Count the lines in the records below that contain the string "palm", and reply with the number alone.

Data extract.

-------------------------

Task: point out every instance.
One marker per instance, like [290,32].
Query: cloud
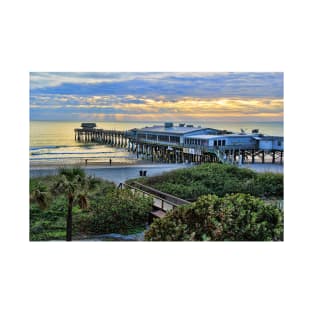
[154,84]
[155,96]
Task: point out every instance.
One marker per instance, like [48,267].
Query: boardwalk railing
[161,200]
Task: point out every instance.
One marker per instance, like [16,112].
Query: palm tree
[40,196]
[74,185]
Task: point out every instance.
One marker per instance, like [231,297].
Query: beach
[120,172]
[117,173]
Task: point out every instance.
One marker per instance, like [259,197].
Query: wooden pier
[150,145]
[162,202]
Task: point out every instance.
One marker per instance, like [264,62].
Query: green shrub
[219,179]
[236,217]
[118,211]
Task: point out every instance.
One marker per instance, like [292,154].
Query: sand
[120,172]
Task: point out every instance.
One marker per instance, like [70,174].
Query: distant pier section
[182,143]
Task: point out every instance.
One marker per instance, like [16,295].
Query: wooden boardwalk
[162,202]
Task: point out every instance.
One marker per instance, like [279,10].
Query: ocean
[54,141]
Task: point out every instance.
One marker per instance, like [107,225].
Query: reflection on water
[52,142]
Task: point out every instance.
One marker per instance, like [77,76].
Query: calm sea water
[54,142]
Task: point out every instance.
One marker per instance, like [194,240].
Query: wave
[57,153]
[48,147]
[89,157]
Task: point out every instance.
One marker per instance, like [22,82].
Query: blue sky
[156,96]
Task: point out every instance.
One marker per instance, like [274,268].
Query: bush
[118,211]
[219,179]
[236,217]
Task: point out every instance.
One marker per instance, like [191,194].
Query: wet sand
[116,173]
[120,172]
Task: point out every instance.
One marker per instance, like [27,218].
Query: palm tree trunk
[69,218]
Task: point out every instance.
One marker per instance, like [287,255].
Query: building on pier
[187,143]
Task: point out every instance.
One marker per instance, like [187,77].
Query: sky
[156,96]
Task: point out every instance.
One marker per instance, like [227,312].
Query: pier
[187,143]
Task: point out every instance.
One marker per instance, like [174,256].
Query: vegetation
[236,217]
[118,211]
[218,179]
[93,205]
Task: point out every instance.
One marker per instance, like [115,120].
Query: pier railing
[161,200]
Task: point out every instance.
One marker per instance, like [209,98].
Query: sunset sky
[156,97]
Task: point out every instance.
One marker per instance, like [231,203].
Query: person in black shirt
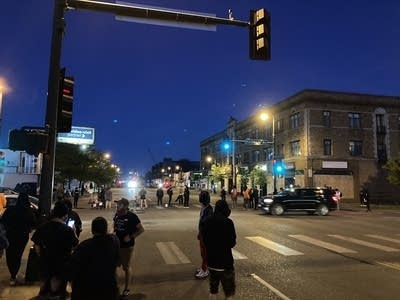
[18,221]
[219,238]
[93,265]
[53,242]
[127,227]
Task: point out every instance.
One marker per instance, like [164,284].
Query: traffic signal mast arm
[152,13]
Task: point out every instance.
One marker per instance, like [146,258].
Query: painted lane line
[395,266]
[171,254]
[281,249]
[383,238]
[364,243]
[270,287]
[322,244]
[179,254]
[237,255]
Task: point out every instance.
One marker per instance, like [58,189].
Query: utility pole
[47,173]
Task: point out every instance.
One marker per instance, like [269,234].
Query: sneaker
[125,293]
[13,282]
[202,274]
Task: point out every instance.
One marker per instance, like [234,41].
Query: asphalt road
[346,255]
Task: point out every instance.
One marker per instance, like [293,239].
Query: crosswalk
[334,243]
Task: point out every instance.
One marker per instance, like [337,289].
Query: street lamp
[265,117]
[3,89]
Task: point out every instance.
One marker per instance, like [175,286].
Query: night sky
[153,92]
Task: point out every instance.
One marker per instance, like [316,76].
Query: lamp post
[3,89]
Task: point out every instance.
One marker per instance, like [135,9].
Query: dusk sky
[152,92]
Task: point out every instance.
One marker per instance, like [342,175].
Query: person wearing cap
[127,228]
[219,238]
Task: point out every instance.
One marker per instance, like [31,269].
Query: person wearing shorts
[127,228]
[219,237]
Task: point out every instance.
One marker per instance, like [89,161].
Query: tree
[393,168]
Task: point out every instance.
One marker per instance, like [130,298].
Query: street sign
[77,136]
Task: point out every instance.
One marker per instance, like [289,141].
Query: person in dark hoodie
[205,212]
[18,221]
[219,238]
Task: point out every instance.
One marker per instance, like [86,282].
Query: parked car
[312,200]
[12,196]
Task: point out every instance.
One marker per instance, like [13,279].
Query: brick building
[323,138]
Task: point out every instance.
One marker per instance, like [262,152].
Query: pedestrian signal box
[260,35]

-------------------------

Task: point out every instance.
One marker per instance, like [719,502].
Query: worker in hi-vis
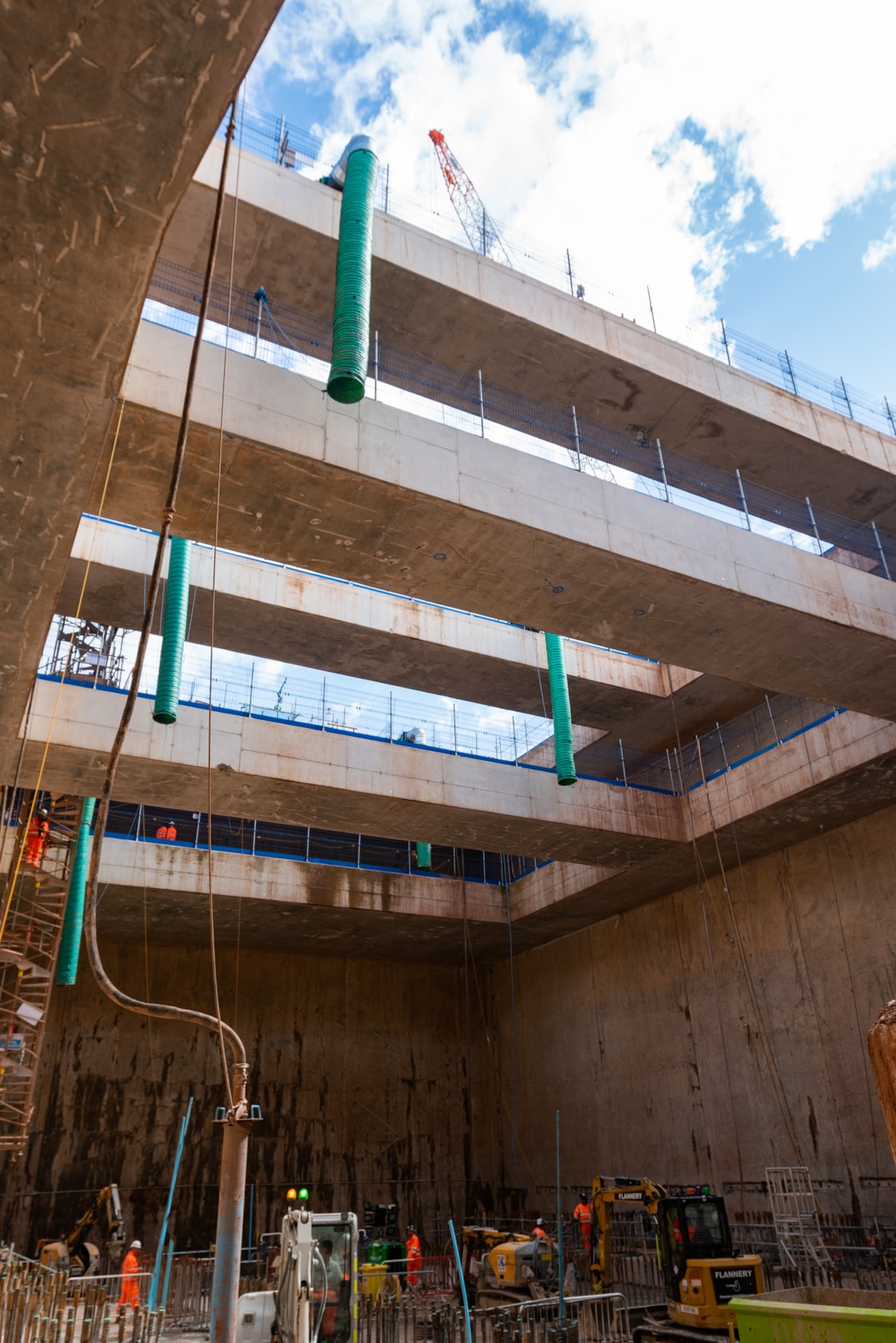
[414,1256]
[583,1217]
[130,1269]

-------------------------

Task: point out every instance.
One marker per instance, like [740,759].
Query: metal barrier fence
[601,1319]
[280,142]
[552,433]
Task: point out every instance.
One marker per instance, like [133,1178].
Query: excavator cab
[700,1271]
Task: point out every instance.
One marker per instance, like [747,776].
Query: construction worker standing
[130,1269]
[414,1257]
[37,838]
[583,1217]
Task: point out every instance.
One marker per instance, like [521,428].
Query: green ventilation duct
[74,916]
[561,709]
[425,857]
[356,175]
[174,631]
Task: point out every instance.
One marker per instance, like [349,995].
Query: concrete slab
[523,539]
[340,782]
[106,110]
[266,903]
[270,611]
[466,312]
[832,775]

-------------------------

Full response. 2